**Task requirements**
Which lines below contain the word "house"? Pull out each of them and copy it in full.

**Dataset entries**
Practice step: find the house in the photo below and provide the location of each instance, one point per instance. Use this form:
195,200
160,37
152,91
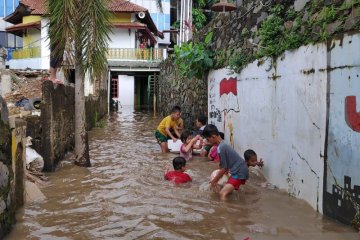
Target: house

**Final result**
Practice step: find the house in the photo below and provide the location of each instance, one point per instance. Use this form:
Target: house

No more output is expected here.